─── Passage provided ───

The vast majority of people will still go to restaurants (use ChatGPT or Claude). But for cooks — developers, researchers, companies with specific needs — having the recipe changes everything.

Who made Llama?

Llama was made by Meta AI — the artificial intelligence research division of Meta, the company founded by Mark Zuckerberg. Meta AI is headquartered in Menlo Park, California, with major research offices in Paris and New York.

The person most associated with Meta’s AI philosophy is Yann LeCun, Meta’s Chief AI Scientist. LeCun is one of the most respected figures in AI research — he co-won the 2018 Turing Award (the Nobel Prize of computing) alongside Geoffrey Hinton and Yoshua Bengio for their foundational work on deep learning. Unlike many AI leaders, LeCun has been consistently outspoken in support of open-source AI development and sceptical of what he sees as exaggerated concerns about near-term AI risk.

─── Given data ───

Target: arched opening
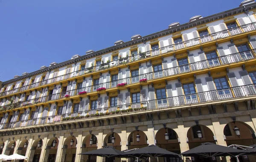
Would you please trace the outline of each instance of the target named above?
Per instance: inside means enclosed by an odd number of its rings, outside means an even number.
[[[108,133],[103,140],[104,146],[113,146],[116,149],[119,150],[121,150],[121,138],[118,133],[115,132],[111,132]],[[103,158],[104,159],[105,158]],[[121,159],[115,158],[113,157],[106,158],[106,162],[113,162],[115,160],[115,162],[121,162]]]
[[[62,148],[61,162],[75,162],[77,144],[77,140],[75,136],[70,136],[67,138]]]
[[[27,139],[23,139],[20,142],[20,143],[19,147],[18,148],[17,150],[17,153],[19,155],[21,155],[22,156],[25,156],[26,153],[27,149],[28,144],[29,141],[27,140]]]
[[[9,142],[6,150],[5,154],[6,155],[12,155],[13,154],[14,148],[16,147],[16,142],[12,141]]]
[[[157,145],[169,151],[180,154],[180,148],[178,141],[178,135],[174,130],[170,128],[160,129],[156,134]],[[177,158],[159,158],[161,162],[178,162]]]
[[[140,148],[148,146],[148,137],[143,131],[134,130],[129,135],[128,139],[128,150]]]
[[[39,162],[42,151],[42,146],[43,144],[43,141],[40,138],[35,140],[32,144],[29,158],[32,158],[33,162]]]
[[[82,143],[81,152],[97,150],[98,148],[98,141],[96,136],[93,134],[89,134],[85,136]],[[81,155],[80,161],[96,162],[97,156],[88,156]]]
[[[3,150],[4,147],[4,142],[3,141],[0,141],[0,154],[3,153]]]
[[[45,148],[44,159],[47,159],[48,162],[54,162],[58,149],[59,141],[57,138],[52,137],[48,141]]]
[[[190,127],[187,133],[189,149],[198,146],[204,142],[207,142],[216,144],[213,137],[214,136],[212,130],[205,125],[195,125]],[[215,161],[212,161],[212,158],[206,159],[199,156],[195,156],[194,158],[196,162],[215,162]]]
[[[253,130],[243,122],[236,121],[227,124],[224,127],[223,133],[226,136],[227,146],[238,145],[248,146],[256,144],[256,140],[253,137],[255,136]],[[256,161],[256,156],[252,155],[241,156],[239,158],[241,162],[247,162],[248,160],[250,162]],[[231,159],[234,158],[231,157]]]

───

» Exercise details: Carry on the piece about who made Llama, beginning right after its last sentence.

» Response:
LeCun’s view — which underpins Meta’s Llama strategy — is that open AI is safer AI: more researchers can study it, identify problems, and improve it. Closed AI concentrates power in the hands of a few companies.

Why does a company like Meta give this away?

It seems counterintuitive. Why would Meta spend hundreds of millions of dollars building an AI and then give it away for free?

Two reasons. First, Meta’s business is social media, not selling AI services — they do not have a competing product to protect. Second, by releasing Llama openly, Meta accelerates the entire field, builds enormous goodwill with developers, and ensures that AI development is not monopolised by OpenAI and Google. A world with Llama is a world where Meta has influence even without a major AI product. Strategic generosity.

The history of Llama — from a research paper to a revolution

The context: closed models dominating (2022)

By late 2022, the frontier of AI was firmly behind closed doors. OpenAI had GPT-3 and GPT-4 locked behind a paid API. Google had LaMDA but was not releasing it. The open-source AI community had models, but nothing close to the capability of the frontier. If you wanted cutting-edge AI, you paid OpenAI.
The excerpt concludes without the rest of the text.